* **Using the information**
1. Answer these from the knee pain article:
(a) What share of people over 50 is estimated to have knee pain?
(b) How many patients took part in the study, and from how many general practices?
(c) Which enzyme do NSAIDs block?
2. Proceed with the article on painkiller creams and pills for knee pain, starting after its final sentence.

* **Excerpt**
· · · · ·

Painkiller creams and gels could be more effective than pills for chronic knee pain, UK's NHS research suggests. Besides they had fewer side-effects.
It is estimated that a third of over 50s suffer from knee pain. In half of those the problem is classed as severe.
The most common cause of pain in the knee is osteoarthritis - a condition caused by abnormal wearing of the cartilage.
A total of 585 patients from 26 general practices around the UK took part in a study
that looked specifically at non-steroidal anti-inflammatories (NSAIDs) - a class of drugs which includes ibuprofen.
Both tablets and creams containing the drugs had the same effect on knee pain, the study done at the Queen Mary University of London showed.
But those treated with oral medication had more minor adverse effects such as indigestion, increased blood pressure, or worsening asthma.
NSAIDs work by reducing the production of prostaglandins, chemicals that cause pain, fever and inflammation. NSAIDs block the enzyme that makes prostaglandins (cyclooxygenase), resulting in lower production of prostaglandins. As a consequence, inflammation, pain and fever are reduced.

· · · · ·

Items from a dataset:
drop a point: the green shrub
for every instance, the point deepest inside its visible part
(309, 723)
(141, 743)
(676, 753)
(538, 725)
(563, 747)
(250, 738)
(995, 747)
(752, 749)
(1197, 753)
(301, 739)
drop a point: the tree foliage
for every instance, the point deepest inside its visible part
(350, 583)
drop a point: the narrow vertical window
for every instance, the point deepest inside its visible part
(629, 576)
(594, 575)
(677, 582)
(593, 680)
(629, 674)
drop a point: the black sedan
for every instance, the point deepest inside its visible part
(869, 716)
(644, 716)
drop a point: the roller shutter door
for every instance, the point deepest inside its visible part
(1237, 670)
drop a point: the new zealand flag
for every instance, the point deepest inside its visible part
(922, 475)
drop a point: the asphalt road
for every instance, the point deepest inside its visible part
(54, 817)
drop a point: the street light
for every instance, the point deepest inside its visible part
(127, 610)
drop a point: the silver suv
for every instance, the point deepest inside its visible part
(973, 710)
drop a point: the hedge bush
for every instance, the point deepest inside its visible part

· · · · ·

* **Exercise responses**
1.
(a) A third.
(b) 585 patients from 26 general practices.
(c) Cyclooxygenase.

2.
NSAIDs are well-known to be associated with sometimes serious side effects but the topical preparations deliver a smaller dose directly to the affected area and so are less likely to cause such problems.
A topical medication is applied to body surfaces such as the skin or mucous membranes.
NSAID lotions might provide an alternative to NSAID pills for treating knee osteoarthritis, Drs. Sanford H. Roth from Arizona Research and Education in Phoenix and J. Zev Shainhouse from Dimethaid Health Care Ltd, in Markham, Ontario, had suggested in the Archives of Internal Medicine three years ago.
The two investigators randomly assigned 326 people with osteoarthritis in at least one knee to apply 40 drops of topical diclofenac or a control solution to the affected joints four times daily for 12 weeks. Two hundred twenty eight participants completed the study.
The diclofenac lotion proved significantly more effective than the sham preparation for all outcomes, including pain, physical functioning, and stiffness.
Patients in the British study now preferred the gels and creams, it is reported on the National Institute for Health Research website.
Study leader Professor Martin Underwood, who has since moved to Warwick University, said there had been uncertainty about which to use.
"There has been quite a lot of discouragement about using topical NSAIDs because it was thought they were more expensive and there was not good evidence they were beneficial."
He added that patients with more widespread pain may find tablets are better and should discuss the choice with their GP.
Royal College of GPs chairman Professor Steve Field told BBC that he had always been of the view that oral NSAIDs worked better.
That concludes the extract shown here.